### DATA TO USE ###

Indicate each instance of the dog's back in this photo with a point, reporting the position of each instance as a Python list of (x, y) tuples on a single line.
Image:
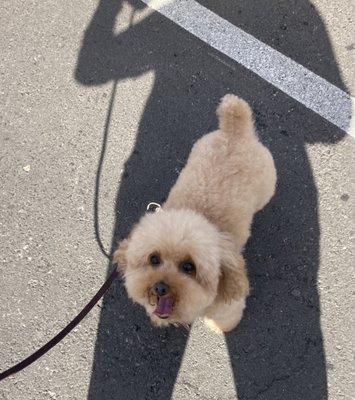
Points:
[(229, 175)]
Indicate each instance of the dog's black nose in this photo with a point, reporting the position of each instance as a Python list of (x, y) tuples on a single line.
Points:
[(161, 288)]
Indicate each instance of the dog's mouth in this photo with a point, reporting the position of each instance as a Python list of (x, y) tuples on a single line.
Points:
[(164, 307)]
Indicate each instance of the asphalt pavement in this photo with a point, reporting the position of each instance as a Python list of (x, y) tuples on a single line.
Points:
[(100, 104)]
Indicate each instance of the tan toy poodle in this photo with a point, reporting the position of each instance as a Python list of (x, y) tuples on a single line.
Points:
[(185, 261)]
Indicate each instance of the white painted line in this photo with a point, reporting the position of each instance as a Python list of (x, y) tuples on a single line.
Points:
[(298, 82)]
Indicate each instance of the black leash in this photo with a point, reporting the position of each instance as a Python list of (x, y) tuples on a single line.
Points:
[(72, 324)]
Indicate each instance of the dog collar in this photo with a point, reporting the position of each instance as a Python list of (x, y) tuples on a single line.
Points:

###
### DATA TO USE ###

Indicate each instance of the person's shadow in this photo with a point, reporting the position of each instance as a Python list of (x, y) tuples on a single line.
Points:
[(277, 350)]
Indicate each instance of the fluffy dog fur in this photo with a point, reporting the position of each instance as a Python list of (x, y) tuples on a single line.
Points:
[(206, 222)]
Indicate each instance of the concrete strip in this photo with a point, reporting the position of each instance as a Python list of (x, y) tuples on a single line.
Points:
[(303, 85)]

###

## PROBLEM TO SOLVE:
Search the entries for the word "black", then gather every line that has it.

## EXERCISE RESULT:
Indicate each instance of the dog's black nose in this photo with a point, reporting the position of each instance as a Python list of (x, y) tuples on a single line.
Indicate each instance of the black leash in this photo with a point, reporting the position of each instance as a Python list of (x, y) tuples on a single line.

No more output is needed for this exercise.